▸ **TASK DETAILS**
Transcribe everything in the records, dropping and changing nothing.

▸ **RECORDS FOR THIS EXERCISE**

=== Begin Enclosure ===

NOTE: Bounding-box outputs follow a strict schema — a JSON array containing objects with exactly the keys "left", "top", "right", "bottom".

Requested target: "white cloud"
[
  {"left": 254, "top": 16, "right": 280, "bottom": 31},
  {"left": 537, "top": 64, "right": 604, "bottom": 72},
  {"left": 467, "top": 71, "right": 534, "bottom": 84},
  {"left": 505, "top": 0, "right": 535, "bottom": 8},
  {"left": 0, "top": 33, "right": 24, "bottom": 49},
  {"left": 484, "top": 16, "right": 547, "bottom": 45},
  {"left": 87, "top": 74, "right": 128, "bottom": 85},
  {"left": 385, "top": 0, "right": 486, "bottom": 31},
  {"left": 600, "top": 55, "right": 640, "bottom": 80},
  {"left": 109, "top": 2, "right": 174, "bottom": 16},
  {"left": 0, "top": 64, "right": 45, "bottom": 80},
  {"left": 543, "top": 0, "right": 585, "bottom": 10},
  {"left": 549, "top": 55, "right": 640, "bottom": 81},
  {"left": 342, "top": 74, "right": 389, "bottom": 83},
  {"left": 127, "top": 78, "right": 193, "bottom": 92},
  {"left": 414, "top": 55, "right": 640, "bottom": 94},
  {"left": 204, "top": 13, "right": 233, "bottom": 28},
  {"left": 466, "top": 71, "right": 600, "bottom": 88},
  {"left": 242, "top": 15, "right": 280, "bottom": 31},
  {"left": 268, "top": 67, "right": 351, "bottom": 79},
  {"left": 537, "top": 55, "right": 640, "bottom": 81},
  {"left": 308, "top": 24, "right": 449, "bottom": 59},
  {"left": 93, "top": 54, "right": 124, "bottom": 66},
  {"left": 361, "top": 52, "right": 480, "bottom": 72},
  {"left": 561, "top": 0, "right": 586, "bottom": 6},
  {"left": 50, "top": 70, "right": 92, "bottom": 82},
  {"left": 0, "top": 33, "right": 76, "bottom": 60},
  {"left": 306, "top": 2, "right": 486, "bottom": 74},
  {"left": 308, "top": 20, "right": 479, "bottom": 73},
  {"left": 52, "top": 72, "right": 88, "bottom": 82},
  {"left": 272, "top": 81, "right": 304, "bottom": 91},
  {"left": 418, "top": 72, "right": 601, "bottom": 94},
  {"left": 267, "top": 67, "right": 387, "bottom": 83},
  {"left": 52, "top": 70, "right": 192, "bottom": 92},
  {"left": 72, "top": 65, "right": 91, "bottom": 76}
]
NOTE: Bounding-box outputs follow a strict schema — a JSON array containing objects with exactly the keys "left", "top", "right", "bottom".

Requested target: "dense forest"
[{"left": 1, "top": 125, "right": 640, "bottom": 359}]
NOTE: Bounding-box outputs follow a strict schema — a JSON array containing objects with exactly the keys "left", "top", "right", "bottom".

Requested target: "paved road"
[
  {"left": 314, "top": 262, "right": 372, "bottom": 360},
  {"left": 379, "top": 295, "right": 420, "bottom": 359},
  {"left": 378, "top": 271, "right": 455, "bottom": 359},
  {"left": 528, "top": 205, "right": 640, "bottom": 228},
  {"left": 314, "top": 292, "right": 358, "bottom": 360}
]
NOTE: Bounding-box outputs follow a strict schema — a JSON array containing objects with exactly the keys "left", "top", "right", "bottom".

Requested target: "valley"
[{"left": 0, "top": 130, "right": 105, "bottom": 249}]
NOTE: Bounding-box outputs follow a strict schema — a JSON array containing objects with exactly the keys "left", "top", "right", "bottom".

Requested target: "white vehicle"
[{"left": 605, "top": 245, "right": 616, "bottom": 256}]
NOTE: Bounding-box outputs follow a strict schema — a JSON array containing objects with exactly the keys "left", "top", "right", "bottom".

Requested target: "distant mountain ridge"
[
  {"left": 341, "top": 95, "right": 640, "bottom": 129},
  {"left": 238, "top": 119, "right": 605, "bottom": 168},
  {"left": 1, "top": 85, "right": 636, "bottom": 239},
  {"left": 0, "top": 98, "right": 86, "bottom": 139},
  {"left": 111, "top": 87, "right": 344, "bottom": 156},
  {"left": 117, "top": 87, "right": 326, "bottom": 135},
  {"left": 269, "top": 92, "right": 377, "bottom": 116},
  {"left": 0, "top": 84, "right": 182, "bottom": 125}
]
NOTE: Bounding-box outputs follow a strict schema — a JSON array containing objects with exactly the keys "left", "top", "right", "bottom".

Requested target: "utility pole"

=== End Enclosure ===

▸ **EXERCISE RESULT**
NOTE: Bounding-box outputs follow a strict schema — a JSON array containing objects with exactly the keys "left", "top", "right", "bottom".

Requested target: "white cloud"
[
  {"left": 254, "top": 16, "right": 280, "bottom": 31},
  {"left": 537, "top": 64, "right": 604, "bottom": 72},
  {"left": 467, "top": 71, "right": 534, "bottom": 84},
  {"left": 505, "top": 0, "right": 535, "bottom": 8},
  {"left": 0, "top": 33, "right": 24, "bottom": 49},
  {"left": 484, "top": 16, "right": 547, "bottom": 45},
  {"left": 87, "top": 74, "right": 128, "bottom": 85},
  {"left": 385, "top": 0, "right": 486, "bottom": 31},
  {"left": 600, "top": 55, "right": 640, "bottom": 80},
  {"left": 109, "top": 2, "right": 174, "bottom": 16},
  {"left": 0, "top": 64, "right": 45, "bottom": 80},
  {"left": 543, "top": 0, "right": 585, "bottom": 10},
  {"left": 549, "top": 55, "right": 640, "bottom": 81},
  {"left": 342, "top": 74, "right": 389, "bottom": 83},
  {"left": 127, "top": 78, "right": 193, "bottom": 92},
  {"left": 414, "top": 55, "right": 640, "bottom": 94},
  {"left": 204, "top": 13, "right": 233, "bottom": 28},
  {"left": 466, "top": 71, "right": 600, "bottom": 88},
  {"left": 242, "top": 15, "right": 280, "bottom": 31},
  {"left": 268, "top": 67, "right": 351, "bottom": 79},
  {"left": 537, "top": 55, "right": 640, "bottom": 81},
  {"left": 308, "top": 24, "right": 449, "bottom": 59},
  {"left": 93, "top": 54, "right": 124, "bottom": 66},
  {"left": 361, "top": 52, "right": 480, "bottom": 72},
  {"left": 561, "top": 0, "right": 586, "bottom": 6},
  {"left": 50, "top": 70, "right": 92, "bottom": 82},
  {"left": 0, "top": 33, "right": 76, "bottom": 60},
  {"left": 306, "top": 2, "right": 486, "bottom": 74},
  {"left": 308, "top": 20, "right": 479, "bottom": 73},
  {"left": 52, "top": 72, "right": 88, "bottom": 82},
  {"left": 272, "top": 81, "right": 304, "bottom": 91},
  {"left": 418, "top": 72, "right": 601, "bottom": 94},
  {"left": 267, "top": 67, "right": 387, "bottom": 83},
  {"left": 52, "top": 70, "right": 192, "bottom": 92},
  {"left": 72, "top": 65, "right": 91, "bottom": 76}
]
NOTE: Bounding-box outputs follow a strict schema — a JSON array containing objects with exactly the keys "left", "top", "right", "bottom".

Requested target: "dense forest"
[{"left": 1, "top": 125, "right": 640, "bottom": 359}]
NOTE: Bounding-box outputs follow a strict schema — a JSON array containing objects with exactly the keys "left", "top", "right", "bottom".

Requested target: "paved road"
[
  {"left": 314, "top": 262, "right": 372, "bottom": 360},
  {"left": 379, "top": 295, "right": 420, "bottom": 359},
  {"left": 378, "top": 271, "right": 455, "bottom": 359},
  {"left": 528, "top": 205, "right": 640, "bottom": 228},
  {"left": 314, "top": 292, "right": 358, "bottom": 360}
]
NOTE: Bounding-box outputs follow a strict schema — a JSON array containing objects with exactly the keys "left", "top", "right", "bottom".

Requested target: "valley"
[{"left": 0, "top": 130, "right": 105, "bottom": 249}]
NOTE: Bounding-box outputs follow a strict schema — a JSON array containing objects with exactly the keys "left", "top", "right", "bottom".

Requested target: "white vehicle"
[{"left": 605, "top": 245, "right": 616, "bottom": 256}]
NOTE: Bounding-box outputs follow a strict schema — a JSON array containing objects with exactly the keys "left", "top", "right", "bottom".

Requested target: "distant mountain ridge"
[
  {"left": 341, "top": 95, "right": 640, "bottom": 129},
  {"left": 238, "top": 119, "right": 605, "bottom": 168},
  {"left": 1, "top": 85, "right": 636, "bottom": 239},
  {"left": 0, "top": 98, "right": 86, "bottom": 139},
  {"left": 111, "top": 87, "right": 344, "bottom": 156},
  {"left": 117, "top": 87, "right": 326, "bottom": 135},
  {"left": 269, "top": 92, "right": 377, "bottom": 116},
  {"left": 0, "top": 84, "right": 182, "bottom": 125}
]
NOTE: Bounding-box outputs follow a strict schema — a JSON array containing objects with exactly the keys "left", "top", "right", "bottom".

Requested target: "utility pole"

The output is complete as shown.